Supplied entries
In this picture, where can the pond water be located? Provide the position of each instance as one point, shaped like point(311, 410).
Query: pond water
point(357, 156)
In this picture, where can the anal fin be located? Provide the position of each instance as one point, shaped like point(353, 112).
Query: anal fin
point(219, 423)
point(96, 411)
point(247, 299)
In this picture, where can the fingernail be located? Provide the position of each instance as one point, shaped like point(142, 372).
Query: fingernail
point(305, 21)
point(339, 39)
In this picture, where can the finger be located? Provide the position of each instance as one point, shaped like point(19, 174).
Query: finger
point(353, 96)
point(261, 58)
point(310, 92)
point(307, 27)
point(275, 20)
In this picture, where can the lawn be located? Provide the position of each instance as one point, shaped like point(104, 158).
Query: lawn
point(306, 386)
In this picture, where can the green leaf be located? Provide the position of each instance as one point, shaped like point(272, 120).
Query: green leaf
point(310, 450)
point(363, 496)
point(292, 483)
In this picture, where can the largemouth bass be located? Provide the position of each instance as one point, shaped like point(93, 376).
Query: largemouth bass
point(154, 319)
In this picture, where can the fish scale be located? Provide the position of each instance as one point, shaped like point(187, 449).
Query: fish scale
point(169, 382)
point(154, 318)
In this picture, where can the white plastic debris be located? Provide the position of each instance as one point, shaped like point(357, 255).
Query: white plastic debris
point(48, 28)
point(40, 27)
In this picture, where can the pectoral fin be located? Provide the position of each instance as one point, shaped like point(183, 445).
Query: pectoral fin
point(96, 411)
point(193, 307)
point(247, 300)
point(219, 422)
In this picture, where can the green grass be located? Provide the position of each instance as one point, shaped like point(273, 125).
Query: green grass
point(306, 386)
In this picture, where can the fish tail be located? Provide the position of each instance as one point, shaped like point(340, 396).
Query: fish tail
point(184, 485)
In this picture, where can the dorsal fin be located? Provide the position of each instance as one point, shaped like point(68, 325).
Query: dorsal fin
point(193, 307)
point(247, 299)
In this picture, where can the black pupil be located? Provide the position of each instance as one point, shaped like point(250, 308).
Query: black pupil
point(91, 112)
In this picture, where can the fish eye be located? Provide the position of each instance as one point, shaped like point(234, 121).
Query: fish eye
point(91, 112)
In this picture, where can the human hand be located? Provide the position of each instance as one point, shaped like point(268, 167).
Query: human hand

Exercise details
Rewrite all of the material above, swapping each "be located" for "be found" and leaving everything else untouched.

Solution below
In this picture, where can the pond water be found? Provide the position of each instance as one point, shaped like point(311, 410).
Query: pond water
point(357, 156)
In this picture, where can the anal fin be found? Provide the position of each instance as one point, shaped like point(353, 112).
Query: anal fin
point(219, 423)
point(96, 411)
point(247, 299)
In this picture, where can the fingernail be found? Provide the position of each instance as one point, shaped like point(142, 372).
Query: fingernail
point(305, 21)
point(339, 39)
In this picture, where can the finger be found? Provide the position of each instance as one point, shaped like point(19, 174).
Query: finger
point(353, 96)
point(261, 58)
point(310, 92)
point(307, 27)
point(275, 20)
In this picture, where can the lawn be found? Provide the position of each instance as one point, shaped like point(104, 158).
Query: lawn
point(306, 386)
In this picture, where can the green leaf be found? Provide the position of each instance as one point, shaped like point(272, 120).
Query: green leaf
point(310, 450)
point(363, 496)
point(292, 483)
In this picture, where can the largemouth bass be found? Provide the position of each instance as one point, shaped like point(93, 376).
Query: largemouth bass
point(154, 319)
In this picture, where can the fish scale be found? Provide the position of each instance as one point, shaped like point(187, 449).
Query: fish scale
point(169, 382)
point(154, 318)
In this picture, where can the white plastic debris be found? Provide the position of each instance as one point, shaped like point(357, 255).
Query: white plastic debris
point(48, 28)
point(40, 27)
In this picture, where can the pectoral fin be found? Provide the position of each instance as one point, shaped like point(183, 445).
Query: pectoral fin
point(96, 411)
point(193, 307)
point(247, 300)
point(219, 422)
In this picture, where can the green grass be found? Provide the position of each instance as one point, shaped like point(273, 125).
Query: green grass
point(306, 386)
In this picture, where can the fish tail be found? Provide the position of each instance as one point, shaped like point(340, 396).
Query: fish tail
point(184, 485)
In this picture, where can the dorsal fin be found? Provide the position of each instance as one point, shaped like point(68, 325).
Query: dorsal fin
point(193, 307)
point(247, 299)
In this picture, where can the black pupil be found? Provide the position of each instance as one point, shaped like point(250, 308).
Query: black pupil
point(91, 112)
In this picture, where can the fish eye be found? Provide the position of each instance as one point, shaped like point(234, 121).
Query: fish eye
point(91, 112)
In this picture, where can the human hand be found? Provide the position of each instance as one point, shaped like point(268, 167).
Query: human hand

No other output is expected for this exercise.